Work to be completed —
Retype all of the data. Every line must match exactly.

Supplied records —
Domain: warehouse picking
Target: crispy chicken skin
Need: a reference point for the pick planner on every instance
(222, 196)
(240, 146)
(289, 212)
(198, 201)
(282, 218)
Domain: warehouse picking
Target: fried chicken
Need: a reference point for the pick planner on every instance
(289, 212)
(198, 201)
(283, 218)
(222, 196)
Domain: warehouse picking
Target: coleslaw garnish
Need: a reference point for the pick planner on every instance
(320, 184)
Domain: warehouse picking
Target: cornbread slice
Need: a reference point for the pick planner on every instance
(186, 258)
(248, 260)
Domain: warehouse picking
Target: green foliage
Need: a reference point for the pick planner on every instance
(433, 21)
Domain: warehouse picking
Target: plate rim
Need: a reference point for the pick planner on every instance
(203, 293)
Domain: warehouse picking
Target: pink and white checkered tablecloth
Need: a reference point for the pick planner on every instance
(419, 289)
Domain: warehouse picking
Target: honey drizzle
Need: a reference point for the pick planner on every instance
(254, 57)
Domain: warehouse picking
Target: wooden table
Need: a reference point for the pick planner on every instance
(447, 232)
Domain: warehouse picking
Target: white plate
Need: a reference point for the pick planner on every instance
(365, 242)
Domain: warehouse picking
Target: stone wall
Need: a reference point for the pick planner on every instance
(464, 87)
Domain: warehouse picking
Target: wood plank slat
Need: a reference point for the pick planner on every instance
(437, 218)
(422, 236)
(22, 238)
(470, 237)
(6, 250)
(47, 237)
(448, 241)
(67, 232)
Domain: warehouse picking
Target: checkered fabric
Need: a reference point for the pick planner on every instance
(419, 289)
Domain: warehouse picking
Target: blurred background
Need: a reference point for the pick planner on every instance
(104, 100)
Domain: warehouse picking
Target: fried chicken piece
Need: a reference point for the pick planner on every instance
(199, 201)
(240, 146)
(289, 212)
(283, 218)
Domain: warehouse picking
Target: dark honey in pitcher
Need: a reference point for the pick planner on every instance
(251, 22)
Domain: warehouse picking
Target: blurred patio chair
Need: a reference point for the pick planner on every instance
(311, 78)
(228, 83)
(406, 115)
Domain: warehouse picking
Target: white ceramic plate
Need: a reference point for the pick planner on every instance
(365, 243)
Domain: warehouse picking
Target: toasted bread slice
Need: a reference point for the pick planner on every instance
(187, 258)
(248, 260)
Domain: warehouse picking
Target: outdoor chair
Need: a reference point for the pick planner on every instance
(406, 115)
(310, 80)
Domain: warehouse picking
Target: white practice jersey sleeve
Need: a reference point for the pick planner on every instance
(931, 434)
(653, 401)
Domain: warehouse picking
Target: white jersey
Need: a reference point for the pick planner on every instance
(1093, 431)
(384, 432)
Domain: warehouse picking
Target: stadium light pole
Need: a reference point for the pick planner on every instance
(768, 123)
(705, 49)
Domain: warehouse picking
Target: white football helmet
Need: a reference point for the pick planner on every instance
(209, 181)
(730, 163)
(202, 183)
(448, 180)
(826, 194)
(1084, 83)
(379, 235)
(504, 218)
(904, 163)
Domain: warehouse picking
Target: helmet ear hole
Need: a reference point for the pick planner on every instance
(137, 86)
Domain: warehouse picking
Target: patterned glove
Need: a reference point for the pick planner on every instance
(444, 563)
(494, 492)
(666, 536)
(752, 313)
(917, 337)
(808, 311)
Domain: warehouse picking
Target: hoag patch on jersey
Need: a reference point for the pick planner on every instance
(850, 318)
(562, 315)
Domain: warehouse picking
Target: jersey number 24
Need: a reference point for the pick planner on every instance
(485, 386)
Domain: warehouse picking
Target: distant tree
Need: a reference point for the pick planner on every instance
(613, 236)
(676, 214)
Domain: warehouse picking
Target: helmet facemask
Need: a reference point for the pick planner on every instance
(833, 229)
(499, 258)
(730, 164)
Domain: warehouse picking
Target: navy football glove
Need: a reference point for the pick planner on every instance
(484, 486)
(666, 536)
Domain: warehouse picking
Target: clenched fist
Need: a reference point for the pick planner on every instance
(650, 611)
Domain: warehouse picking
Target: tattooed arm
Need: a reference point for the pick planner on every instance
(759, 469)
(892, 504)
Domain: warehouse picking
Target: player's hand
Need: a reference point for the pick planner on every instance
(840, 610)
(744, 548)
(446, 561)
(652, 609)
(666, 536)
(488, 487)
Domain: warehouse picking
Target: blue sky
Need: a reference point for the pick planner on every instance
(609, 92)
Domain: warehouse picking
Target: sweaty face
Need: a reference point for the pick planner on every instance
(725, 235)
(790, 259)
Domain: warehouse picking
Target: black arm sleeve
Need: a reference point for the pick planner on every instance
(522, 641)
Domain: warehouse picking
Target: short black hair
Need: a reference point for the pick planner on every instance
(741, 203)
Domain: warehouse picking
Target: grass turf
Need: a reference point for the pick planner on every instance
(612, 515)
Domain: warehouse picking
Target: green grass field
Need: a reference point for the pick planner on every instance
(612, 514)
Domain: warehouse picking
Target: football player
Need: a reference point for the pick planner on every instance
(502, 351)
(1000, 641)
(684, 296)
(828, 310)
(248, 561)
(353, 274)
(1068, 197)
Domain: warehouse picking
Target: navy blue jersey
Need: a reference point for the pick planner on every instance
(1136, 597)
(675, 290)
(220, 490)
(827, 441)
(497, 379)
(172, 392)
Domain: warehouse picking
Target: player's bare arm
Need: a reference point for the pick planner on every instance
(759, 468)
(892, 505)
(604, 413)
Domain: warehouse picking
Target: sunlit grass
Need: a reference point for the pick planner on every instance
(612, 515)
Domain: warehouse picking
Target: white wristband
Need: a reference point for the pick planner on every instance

Problem solution —
Domain: warehouse picking
Target: crispy chicken skin
Need: a reference point for the pick planner on every instance
(222, 196)
(240, 146)
(289, 212)
(198, 201)
(282, 218)
Domain: warehouse picking
Target: fried chicken
Need: a reference point for the pick planner on every instance
(289, 212)
(198, 201)
(283, 218)
(222, 196)
Domain: warehouse picking
Target: coleslaw garnish
Need: a reference point for the pick planner on every instance
(320, 184)
Domain: warehouse picking
Target: cornbread slice
Need: a reference point for the pick planner on every instance
(186, 258)
(248, 260)
Domain: warehouse picking
Target: green foliage
Need: a reference point for the pick planner on every instance
(433, 21)
Domain: warehouse picking
Target: plate rim
Need: a reference point for the pick planner on every instance
(203, 293)
Domain: warehouse picking
Target: pink and white checkered tablecloth
Need: a reference point for the pick planner on every instance
(419, 289)
Domain: warehouse picking
Target: honey drizzle
Need: a reference point for the pick planner on every instance
(254, 57)
Domain: warehouse picking
Target: wooden table
Need: a reference point for the pick planner on every instance
(447, 232)
Domain: warehouse picking
Target: white plate
Need: a reference point for the pick planner on every instance
(365, 242)
Domain: warehouse picking
Target: stone wall
Need: a reference point for the pick planner on every instance
(464, 87)
Domain: warehouse picking
Target: wood plank slat
Need: a reference point for the pick planner on every instance
(437, 218)
(422, 236)
(22, 238)
(470, 237)
(6, 250)
(47, 237)
(448, 241)
(67, 232)
Domain: warehouse picking
Target: checkered fabric
Need: a reference point for the pick planner on every instance
(419, 289)
Domain: warehouse picking
Target: blurred background
Need: a reference point for the pick planner on every instance
(104, 100)
Domain: warehouse picking
Target: fried chicken piece
Need: a reference point for the pick planner on every instance
(199, 201)
(240, 146)
(289, 212)
(283, 218)
Domain: warehouse picking
Target: dark honey in pitcher
Need: a reference point for the pick planner on every instance
(251, 22)
Domain: warehouse picking
Target: blurred patio chair
Need: a reference point for the pick planner on every instance
(311, 78)
(228, 83)
(406, 115)
Domain: warehouse picking
Target: white ceramic plate
Need: a reference point for the pick planner on every instance
(365, 243)
Domain: warehouse picking
Target: toasted bread slice
Need: a reference point for the pick planner on every instance
(187, 258)
(248, 260)
Domain: warehouse picking
Target: outdoor chair
Need: a reference point for the pick planner on every instance
(406, 115)
(310, 80)
Domain: warehouse picking
Target: white practice jersey sleeve
Need: a reference point for the pick planner on every instance
(931, 434)
(653, 401)
Domain: warehouse picking
Target: white jersey
Need: a reference point for the pick planner on every instance
(1093, 431)
(384, 432)
Domain: warehouse picking
Target: stadium light pole
Need: a reference point for the pick planner on every instance
(768, 123)
(705, 49)
Domain: warehouse picking
Target: white football helmet
Need: a reference point for the pick planner on every instance
(209, 181)
(730, 163)
(202, 183)
(448, 180)
(826, 194)
(1084, 83)
(379, 235)
(504, 218)
(904, 163)
Domain: warehouse picking
Target: helmet ear hole
Need: a reference point for the pick planner on every instance
(137, 86)
Domain: warehouse picking
Target: patterned glove
Need: a reference point for the pick planner on every instance
(444, 563)
(494, 492)
(666, 536)
(752, 313)
(917, 337)
(808, 311)
Domain: warehouse picking
Target: hoag patch on jersey
Need: a reference point for the pick planner on every instance
(850, 318)
(562, 315)
Domain: warehouse picking
Target: jersey number 24
Need: a reference point for the pick planner on every instance
(485, 386)
Domain: warehouse picking
Target: distant tree
Need: a reference point for the pick planner on every instance
(613, 236)
(676, 214)
Domain: warehouse picking
Target: helmet facemask
Need: a reference point for the pick planner on every instance
(833, 229)
(499, 258)
(730, 164)
Domain: warehouse picking
Target: navy football glove
Need: a reference point for the pick planner on every instance
(484, 486)
(666, 536)
Domain: warehouse picking
Target: clenched fist
Need: a reference point for the pick planner on every instance
(650, 611)
Domain: warehouse picking
Target: tattooed arm
Need: a reference point for the pick planner on every instance
(759, 469)
(892, 504)
Domain: warehouse picking
Target: player's hand
Need: a reference point for the pick planner on every instance
(840, 610)
(744, 548)
(446, 561)
(652, 609)
(666, 536)
(488, 487)
Domain: warehouse picking
Target: blue sky
Need: a reference point for the pick planner on every instance
(609, 92)
Domain: warehouse picking
Target: sweaty face
Need: a reference point for the pick planner on every instance
(725, 235)
(790, 259)
Domain: warehouse picking
Target: black arm sleeve
Need: a reference point for the pick planner on every instance
(522, 641)
Domain: warehouse picking
Target: short black hair
Need: a reference point for the pick planner on every instance
(741, 203)
Domain: warehouse picking
Target: grass turf
Need: a reference point for the pick planner on every instance
(612, 515)
Domain: warehouse picking
Target: green grass field
Need: a reference point for the pick planner on every instance
(612, 514)
Domain: warehouse picking
Target: football player
Need: a reference point for the pick planner on every instance
(502, 351)
(1000, 641)
(684, 296)
(828, 310)
(248, 561)
(353, 274)
(1068, 197)
Domain: warehouse picking
Target: navy blue jersey
Need: a reference point for the pick planner on every instance
(1136, 597)
(675, 290)
(220, 490)
(827, 441)
(497, 379)
(172, 392)
Domain: warehouse picking
Target: player's bare arm
Need: a reference point for the pick planner on every instance
(759, 468)
(892, 505)
(604, 413)
Domain: warehouse picking
Target: sunlit grass
Need: a reference point for the pick planner on every instance
(612, 515)
Domain: warehouse picking
Target: white wristband
Need: a reference point for the pick planner on every instance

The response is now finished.